Distributed setups

Mark Wagner markwag at u.washington.edu
Fri Jul 13 21:00:23 CEST 2007


Steve Shipway <s.shipway <at> auckland.ac.nz> writes:

> 
> > We're currently looking at creating a distributed setup using
> > NSCA. One thing that I've found no mention of is how the host and
> > service commands are forwarded.
> 
> I think they are not.
> 
> > Even if the central machien does all the notifications (as we're
> > planning), completely dis/enabling service/host checks would have
> > to be distributed from the central machine to the checking
> > machines.
> 
> This is the biggest disadvantage of the distributed model, in my opinion
> - enable/disable checks commands are not propagated (and indeed cannot
> be without some serious reworking of the cmd.cgi interface) and so you
> cannot stop checking any more.
> 
> However this is not such a big issue, as mostly you are more interested
> in scheduling downtime and disabling/acknowledging alerts, all of which
> are done on the central server.  The satellite servers (collectors) do
> not do notifications, only pass the status on to the central server
> (aggregator) via the OCSP command.

__PROVIDED DATA__

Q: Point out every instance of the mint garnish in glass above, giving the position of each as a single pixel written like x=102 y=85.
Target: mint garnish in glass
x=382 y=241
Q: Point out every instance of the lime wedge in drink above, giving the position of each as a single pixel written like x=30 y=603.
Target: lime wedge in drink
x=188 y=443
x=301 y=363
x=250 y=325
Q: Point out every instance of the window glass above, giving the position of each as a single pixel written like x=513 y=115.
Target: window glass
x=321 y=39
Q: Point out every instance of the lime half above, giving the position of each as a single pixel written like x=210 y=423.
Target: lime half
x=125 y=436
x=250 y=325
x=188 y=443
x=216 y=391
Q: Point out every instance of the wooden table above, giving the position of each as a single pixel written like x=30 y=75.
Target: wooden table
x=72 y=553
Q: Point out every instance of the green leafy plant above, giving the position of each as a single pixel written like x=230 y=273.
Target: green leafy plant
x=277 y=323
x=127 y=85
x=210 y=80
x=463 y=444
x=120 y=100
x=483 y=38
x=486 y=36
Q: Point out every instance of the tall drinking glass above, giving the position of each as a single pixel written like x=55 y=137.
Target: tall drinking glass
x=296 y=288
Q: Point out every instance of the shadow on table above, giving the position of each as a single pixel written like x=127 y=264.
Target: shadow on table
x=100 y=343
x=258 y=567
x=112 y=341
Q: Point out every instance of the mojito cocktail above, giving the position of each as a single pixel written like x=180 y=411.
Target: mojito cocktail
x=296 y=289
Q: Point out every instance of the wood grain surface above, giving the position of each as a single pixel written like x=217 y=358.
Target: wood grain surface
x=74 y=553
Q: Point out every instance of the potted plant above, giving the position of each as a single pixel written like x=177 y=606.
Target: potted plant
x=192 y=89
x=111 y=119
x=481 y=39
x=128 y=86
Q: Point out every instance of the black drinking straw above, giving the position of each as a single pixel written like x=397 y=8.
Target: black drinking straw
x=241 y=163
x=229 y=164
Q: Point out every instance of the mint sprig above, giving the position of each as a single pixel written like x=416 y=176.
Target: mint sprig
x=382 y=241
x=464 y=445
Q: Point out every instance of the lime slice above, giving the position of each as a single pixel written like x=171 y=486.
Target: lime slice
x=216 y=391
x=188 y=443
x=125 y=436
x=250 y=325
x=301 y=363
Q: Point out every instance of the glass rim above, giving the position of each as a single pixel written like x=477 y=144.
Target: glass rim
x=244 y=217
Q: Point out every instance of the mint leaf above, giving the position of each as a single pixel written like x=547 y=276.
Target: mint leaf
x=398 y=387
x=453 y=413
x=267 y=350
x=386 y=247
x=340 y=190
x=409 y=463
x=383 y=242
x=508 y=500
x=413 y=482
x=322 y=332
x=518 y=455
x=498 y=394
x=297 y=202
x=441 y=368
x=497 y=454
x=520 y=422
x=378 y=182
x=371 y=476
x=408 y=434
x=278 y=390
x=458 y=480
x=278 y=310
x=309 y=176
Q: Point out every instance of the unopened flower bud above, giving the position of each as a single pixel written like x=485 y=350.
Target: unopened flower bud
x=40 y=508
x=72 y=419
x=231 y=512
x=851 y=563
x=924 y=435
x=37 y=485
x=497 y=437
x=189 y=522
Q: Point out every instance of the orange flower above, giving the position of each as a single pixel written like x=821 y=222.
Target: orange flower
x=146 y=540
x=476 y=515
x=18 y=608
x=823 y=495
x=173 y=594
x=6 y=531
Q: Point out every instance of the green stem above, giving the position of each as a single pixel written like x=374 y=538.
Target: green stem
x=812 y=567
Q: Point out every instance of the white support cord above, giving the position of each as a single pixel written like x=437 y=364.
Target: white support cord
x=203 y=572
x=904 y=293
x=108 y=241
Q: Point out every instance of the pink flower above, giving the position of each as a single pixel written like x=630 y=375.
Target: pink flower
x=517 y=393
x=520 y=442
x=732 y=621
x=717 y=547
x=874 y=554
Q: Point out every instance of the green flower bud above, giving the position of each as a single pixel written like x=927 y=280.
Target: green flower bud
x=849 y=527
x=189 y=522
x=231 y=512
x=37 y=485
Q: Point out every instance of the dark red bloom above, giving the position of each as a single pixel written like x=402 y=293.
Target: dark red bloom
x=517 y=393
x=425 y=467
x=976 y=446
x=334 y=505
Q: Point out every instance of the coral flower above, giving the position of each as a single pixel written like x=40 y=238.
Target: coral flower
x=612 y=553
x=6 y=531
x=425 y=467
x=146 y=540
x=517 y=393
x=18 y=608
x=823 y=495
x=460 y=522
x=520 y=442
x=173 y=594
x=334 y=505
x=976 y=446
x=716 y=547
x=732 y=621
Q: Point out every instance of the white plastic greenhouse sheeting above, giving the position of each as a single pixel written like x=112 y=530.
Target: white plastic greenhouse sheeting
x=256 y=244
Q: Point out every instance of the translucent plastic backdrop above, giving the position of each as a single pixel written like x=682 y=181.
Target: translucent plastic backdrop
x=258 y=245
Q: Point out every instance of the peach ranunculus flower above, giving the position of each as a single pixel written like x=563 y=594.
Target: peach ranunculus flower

__WORK TASK 1__
Reproduce the mailing-list post on distributed setups from "Distributed setups" up to and including "commands are forwarded.".
__WORK TASK 2__
Answer these questions about the mailing-list post on distributed setups:
(a) On what date was the post sent?
(b) What do the satellite servers not do?
(c) Through what command do the satellite servers pass status to the central server?
__WORK TASK 3__
Write the next part of the mailing-list post on distributed setups, picking up after its last sentence.
The entries were taken from a different source than the post.

__TASK RESULT 1__
Distributed setups

Mark Wagner markwag at u.washington.edu
Fri Jul 13 21:00:23 CEST 2007


Steve Shipway <s.shipway <at> auckland.ac.nz> writes:

> 
> > We're currently looking at creating a distributed setup using
> > NSCA. One thing that I've found no mention of is how the host and
> > service commands are forwarded.

__TASK RESULT 2__
(a) Friday, July 13, 2007
(b) Notifications
(c) The OCSP command

__TASK RESULT 3__
> 
> If I was obsessive about it, I'd modify the cmd.cgi script so that it
> spots a distributed service (no active checks, only freshness checks to
> set to 'unknown') and forwards to call to the host managing it (which
> I'd have to store the definition of in a separate database table or
> something).  Too much trouble though, particularly since our users are
> forever clicking 'disable checks' when they actually mean 'disable
> alerts' or 'acknowledge'.

It is an issue in the following situation: you have a backup aggregator. All the
collectors send results to both the primary and backup. The backup aggregator
watches the primary aggregator. If the primary goes down it starts sending out
notifications. In this case all the acked problems on the primary aggregator
will be sent out when the backup takes over.

The idea I'm toying with is to have cgi.cfg point to a different
main_config_file. This main_config_file will be identical to the real
main_config_file but have a different command_file. There will be a process
listening on this command_file that will write the result to the real command_file
and also forwards it to a daemon listening on the backup aggregator. This daemon
will write to the command_file on the backup. Viola', all commands from the CGIs
automatically get sent to the backup aggregator.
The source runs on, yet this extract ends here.